TASK BRIEF: Gather every line in the entries below that contains the word "rough". Case counts.

+++ EXERCISE INPUT

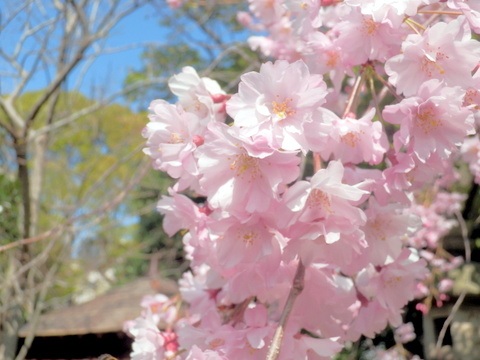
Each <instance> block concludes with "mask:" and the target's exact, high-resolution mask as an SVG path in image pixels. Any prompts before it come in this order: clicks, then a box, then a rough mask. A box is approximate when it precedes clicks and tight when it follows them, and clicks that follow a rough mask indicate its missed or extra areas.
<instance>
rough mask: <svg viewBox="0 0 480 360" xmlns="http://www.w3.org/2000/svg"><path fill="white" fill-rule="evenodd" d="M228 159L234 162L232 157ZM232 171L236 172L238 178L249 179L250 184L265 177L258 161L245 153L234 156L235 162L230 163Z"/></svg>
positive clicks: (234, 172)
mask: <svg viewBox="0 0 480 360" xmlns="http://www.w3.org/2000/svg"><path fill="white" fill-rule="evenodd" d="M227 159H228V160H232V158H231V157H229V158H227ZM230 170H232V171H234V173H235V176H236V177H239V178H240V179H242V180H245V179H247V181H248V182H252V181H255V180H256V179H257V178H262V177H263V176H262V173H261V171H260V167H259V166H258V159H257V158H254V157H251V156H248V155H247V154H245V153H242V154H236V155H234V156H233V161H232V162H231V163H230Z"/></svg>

++++++
+++ EXERCISE INPUT

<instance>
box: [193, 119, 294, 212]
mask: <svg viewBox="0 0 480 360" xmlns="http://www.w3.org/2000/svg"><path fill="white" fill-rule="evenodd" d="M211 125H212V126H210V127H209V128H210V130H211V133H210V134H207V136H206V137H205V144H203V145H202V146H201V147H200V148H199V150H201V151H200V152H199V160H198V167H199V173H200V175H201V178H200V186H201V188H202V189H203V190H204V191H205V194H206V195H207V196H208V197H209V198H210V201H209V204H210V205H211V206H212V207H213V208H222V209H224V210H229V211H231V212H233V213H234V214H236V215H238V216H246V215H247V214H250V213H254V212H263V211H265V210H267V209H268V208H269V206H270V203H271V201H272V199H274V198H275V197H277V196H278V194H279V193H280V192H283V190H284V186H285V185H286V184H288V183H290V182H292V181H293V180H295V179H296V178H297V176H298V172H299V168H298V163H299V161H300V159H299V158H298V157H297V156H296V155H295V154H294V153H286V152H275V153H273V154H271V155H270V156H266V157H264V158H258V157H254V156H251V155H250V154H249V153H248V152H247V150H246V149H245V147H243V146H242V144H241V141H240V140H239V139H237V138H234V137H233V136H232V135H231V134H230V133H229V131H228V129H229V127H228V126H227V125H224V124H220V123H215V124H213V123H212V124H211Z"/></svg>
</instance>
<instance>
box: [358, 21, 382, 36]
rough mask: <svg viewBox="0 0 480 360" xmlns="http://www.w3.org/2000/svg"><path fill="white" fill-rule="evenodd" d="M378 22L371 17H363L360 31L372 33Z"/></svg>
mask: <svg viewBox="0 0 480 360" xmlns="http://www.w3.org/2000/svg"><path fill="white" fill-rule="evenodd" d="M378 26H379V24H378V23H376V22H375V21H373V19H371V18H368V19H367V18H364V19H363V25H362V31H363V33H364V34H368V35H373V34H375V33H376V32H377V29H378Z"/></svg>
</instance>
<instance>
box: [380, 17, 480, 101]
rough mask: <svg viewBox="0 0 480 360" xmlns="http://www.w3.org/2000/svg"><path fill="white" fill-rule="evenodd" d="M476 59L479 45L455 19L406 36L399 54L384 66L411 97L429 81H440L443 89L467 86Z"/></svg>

++++++

WRITTEN RESPONSE:
Each <instance> block concludes with "mask:" and the target's exact, high-resolution mask as an SVG path in image pixels. Any prompts before it come in this order: clicks, then a box, then a rough mask. A box is approximate when it precedes clicks and tight when it follows them, and clicks that follow a rough mask indicate its missed or extra areas.
rough mask: <svg viewBox="0 0 480 360" xmlns="http://www.w3.org/2000/svg"><path fill="white" fill-rule="evenodd" d="M228 159L234 162L232 157ZM232 171L236 172L238 178L249 179L250 184L265 177L258 161L245 153L234 156L235 162L230 163Z"/></svg>
rough mask: <svg viewBox="0 0 480 360" xmlns="http://www.w3.org/2000/svg"><path fill="white" fill-rule="evenodd" d="M378 22L371 17H363L360 31L372 33Z"/></svg>
rough mask: <svg viewBox="0 0 480 360" xmlns="http://www.w3.org/2000/svg"><path fill="white" fill-rule="evenodd" d="M476 59L479 45L455 19L406 36L399 54L384 66L411 97L429 81H440L443 89L467 86Z"/></svg>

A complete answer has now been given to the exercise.